Work task: Each entry must appear again exactly as it does in the source.

======== Source material

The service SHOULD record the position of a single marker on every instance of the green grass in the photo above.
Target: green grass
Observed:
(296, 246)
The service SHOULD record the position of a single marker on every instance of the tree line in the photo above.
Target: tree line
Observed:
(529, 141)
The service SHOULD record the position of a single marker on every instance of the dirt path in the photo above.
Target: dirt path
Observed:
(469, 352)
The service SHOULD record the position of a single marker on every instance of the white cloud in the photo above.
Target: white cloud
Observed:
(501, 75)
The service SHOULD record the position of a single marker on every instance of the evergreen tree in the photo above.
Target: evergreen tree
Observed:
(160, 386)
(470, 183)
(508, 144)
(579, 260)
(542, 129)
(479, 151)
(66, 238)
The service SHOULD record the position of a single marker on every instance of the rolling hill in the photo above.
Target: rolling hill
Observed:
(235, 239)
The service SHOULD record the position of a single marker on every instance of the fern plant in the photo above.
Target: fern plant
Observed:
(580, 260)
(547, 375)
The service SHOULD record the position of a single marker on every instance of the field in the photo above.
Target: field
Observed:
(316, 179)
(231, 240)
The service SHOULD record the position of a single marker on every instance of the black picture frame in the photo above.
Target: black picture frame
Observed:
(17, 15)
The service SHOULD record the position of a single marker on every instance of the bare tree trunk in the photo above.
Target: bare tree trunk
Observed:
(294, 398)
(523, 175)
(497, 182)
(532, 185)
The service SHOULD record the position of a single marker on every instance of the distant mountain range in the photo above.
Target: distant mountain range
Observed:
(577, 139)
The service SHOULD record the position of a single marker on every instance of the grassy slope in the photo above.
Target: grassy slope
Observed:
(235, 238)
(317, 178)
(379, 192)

================

Result:
The service SHOULD record the position of a single marker on every instance of the green grass in the photo above.
Target: green grass
Observed:
(296, 246)
The service SHOULD record the position of a single marker on every instance of the tree line in the photo above.
Target: tree line
Observed:
(529, 141)
The service SHOULD record the position of a single marker on every instance of the dirt path in the photo above.
Target: dirt path
Observed:
(469, 352)
The service SHOULD record the position of a single marker on every instance of the white cloud in the photo above.
Target: white cloud
Observed:
(501, 75)
The service SHOULD record the position of a single marker on every instance of the evergreen tree in the photo above.
Target: evergreen tree
Observed:
(160, 386)
(470, 183)
(508, 144)
(579, 260)
(542, 129)
(479, 151)
(66, 238)
The service SHOULD record the position of a single marker on every instance of the rolling hill in the photo above.
Target: rolling hill
Observed:
(235, 239)
The service SHOULD record the position of a single marker on every instance of the fern plant in the photo above.
Target: fern plant
Observed:
(580, 260)
(547, 375)
The service SHOULD record the position of a single marker on every instance of the field in the photo above.
Target: field
Observed:
(316, 179)
(231, 240)
The service SHOULD record the position of a single marker on every instance of the black picture frame in the photo above.
Target: black picture frame
Observed:
(17, 15)
The service SHOULD record the position of a single marker on every instance of the bare tree trunk in the photo above.
Target: bare tree trunk
Observed:
(294, 398)
(523, 175)
(497, 182)
(532, 185)
The service SHOULD record the position of a single marker on every instance of the distant mountain range in the photo above.
Target: distant mountain range
Observed:
(577, 139)
The service SHOULD record the position of a single marker on every instance of the grassy slope in the photo above.
Target: grassy slope
Observed:
(235, 238)
(317, 178)
(379, 192)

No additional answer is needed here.